● Aim
Reproduce the trainer-time thread between "## Ghost234" and "applies to everyone.", inclusive, swapping "wattage" for "power output".

● Given text
========================================================================

# How to equate trainer time to road time?



## velorider

Does anyone know a general rule of thumb that equates time spent on the trainer to time on the road? For example, 45 minutes on the trainer equals 1 hour on the road. I honestly have no idea other than the trainer time is more efficient cardiovascularly than the road time.


----------



## spade2you

There is no real rule. There's time and intensity. If you spend x amount of time at y watts, indoors or outdoors doesn't really factor in. Obviously if you're drilling it for 2 hours outside, a light pace for an hour inside isn't equal and vice versa.


----------



## Drew Eckhardt

velorider said:


> Does anyone know a general rule of thumb that equates time spent on the trainer to time on the road? For example, 45 minutes on the trainer equals 1 hour on the road. I honestly have no idea other than the trainer time is more efficient cardiovascularly than the road time.


It's very simple.

Tr * Ir^2 = Tt * It^2 where 

Tr = time on the road
Ir = intensity factor on the road (Normalized power divided by your one hour threshold power)

Tt = time on trainer
It = intensity on trainer

On the road you might run out of gears down hill and spend time at traffic lights resulting in a lower intensity factor. On the trainer you might not be able to ride as hard thus resulting in a lower intensity factor. On the road you might find it easier psychologically (perhaps because there are a lot of minor variations in power output). On the trainer you might have airconditioning so you go harder than you would outdoors when you live someplace hot.


----------



## Poncharelli

One of Chris Carmichael's books mentioned:

50 minutes trainer = 60 minutes outside. 

He said he came up with that after studying numerous power files over the years.


----------



## Ghost234

What I've found for myself is that at intensity; time on the trainer = twice as long outside. 

Doing a 300w threshold interval for 10mins inside will have me on the edge of my seat, heart rate just above threshold breathing extremely hard. 
I go outside and I have that EXACT same physiological reaction but after 20 minutes of the same wattage. 

Its been like this for me for 2 seasons now. But n=1, so don't think it applies to everyone.

========================================================================

Boundary labeling listing
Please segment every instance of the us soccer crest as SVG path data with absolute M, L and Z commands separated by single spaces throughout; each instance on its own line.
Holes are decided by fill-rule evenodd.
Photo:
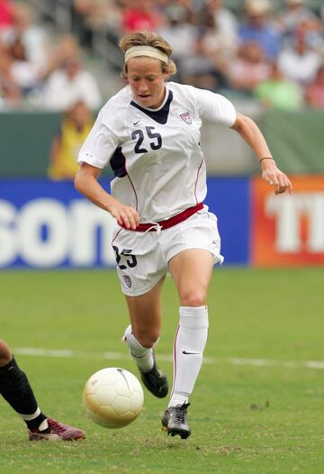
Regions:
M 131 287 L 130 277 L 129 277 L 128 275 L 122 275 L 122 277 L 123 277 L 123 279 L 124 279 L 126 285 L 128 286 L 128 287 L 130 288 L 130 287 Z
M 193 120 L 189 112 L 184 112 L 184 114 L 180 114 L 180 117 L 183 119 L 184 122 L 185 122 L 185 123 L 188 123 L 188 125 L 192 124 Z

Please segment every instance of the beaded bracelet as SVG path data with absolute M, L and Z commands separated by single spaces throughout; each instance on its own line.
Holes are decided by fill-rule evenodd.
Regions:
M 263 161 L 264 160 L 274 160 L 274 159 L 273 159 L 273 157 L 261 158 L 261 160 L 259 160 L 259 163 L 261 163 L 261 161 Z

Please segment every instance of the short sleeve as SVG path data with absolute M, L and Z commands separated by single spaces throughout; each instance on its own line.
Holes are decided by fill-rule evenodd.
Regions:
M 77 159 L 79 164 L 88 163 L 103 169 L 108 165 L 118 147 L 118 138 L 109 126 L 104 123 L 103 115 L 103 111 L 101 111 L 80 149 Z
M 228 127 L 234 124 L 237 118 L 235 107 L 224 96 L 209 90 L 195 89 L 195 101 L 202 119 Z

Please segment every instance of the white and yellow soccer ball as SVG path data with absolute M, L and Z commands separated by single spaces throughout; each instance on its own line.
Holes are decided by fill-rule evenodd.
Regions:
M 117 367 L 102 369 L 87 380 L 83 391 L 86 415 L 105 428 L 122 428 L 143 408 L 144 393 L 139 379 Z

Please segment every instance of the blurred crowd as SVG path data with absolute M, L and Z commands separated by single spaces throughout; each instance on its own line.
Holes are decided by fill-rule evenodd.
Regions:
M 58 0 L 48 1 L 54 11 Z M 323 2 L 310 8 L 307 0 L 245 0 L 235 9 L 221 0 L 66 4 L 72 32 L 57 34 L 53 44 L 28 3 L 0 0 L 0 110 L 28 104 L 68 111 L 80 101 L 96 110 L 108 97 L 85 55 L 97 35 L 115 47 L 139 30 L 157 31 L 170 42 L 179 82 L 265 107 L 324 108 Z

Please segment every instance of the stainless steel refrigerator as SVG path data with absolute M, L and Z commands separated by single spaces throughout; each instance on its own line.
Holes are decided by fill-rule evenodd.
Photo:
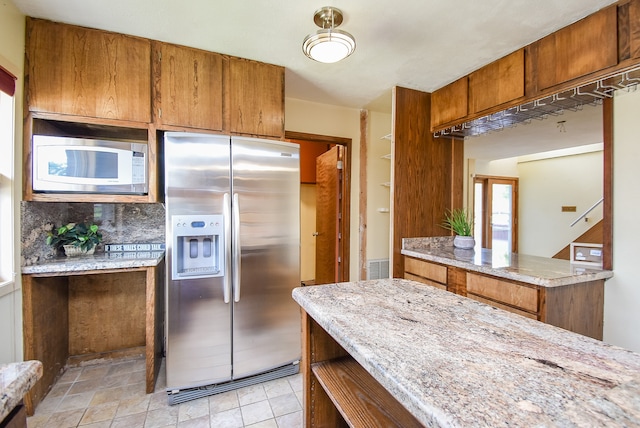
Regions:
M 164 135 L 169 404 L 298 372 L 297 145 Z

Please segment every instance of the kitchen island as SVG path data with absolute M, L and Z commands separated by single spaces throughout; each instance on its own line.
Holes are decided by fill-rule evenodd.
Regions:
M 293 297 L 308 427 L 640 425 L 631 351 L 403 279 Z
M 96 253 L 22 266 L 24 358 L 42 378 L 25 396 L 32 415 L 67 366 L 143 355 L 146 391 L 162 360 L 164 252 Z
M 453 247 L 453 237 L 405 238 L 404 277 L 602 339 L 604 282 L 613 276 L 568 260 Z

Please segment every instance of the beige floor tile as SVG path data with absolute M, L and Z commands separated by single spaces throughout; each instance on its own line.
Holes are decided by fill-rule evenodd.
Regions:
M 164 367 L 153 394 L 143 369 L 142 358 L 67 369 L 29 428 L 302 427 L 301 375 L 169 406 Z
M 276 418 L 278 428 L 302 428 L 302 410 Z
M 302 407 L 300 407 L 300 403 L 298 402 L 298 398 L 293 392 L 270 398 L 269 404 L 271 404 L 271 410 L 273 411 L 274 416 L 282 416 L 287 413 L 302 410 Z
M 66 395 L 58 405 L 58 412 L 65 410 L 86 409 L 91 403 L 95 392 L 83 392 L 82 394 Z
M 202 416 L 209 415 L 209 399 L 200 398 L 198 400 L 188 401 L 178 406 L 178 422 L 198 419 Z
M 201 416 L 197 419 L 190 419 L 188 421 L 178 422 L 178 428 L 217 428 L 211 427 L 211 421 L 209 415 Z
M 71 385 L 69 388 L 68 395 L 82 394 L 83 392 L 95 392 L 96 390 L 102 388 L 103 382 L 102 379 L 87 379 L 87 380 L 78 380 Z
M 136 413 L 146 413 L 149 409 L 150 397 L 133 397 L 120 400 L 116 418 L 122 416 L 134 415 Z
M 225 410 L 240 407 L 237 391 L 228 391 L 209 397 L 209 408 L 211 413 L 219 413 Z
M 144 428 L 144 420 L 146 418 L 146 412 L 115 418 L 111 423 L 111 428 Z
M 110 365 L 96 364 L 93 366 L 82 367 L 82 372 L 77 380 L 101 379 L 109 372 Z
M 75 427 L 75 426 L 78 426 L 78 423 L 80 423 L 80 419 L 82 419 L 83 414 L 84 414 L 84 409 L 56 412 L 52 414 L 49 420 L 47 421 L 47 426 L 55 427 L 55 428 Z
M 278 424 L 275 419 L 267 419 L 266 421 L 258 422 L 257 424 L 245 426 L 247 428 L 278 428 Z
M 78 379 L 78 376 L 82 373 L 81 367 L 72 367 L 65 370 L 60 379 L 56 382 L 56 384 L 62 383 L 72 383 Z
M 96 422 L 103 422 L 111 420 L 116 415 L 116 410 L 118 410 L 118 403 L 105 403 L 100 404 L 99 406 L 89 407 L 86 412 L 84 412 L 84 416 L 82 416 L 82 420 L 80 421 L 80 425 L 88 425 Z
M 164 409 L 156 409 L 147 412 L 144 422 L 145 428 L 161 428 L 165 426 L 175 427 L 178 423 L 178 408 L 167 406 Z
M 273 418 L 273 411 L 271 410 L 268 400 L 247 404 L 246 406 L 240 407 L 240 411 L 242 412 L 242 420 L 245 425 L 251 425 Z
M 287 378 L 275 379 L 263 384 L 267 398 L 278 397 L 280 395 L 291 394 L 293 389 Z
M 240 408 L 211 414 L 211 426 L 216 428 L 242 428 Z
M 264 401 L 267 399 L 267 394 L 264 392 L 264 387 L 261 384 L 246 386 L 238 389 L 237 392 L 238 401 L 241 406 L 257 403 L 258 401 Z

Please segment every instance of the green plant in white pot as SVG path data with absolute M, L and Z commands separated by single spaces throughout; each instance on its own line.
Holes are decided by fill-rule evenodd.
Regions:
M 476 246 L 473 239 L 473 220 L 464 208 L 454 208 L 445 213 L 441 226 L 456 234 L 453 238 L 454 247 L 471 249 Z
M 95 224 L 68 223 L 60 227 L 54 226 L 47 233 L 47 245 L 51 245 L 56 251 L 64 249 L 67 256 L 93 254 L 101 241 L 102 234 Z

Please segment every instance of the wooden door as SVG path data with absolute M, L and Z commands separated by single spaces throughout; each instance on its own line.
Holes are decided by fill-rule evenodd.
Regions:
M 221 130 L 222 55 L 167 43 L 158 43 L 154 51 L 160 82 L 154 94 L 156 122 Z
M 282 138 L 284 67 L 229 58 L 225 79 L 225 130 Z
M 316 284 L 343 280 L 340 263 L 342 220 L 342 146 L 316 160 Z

========================================================================

● Worked answer
## Ghost234

What I've found for myself is that at intensity; time on the trainer = twice as long outside. 

Doing a 300w threshold interval for 10mins inside will have me on the edge of my seat, heart rate just above threshold breathing extremely hard. 
I go outside and I have that EXACT same physiological reaction but after 20 minutes of the same power output. 

Its been like this for me for 2 seasons now. But n=1, so don't think it applies to everyone.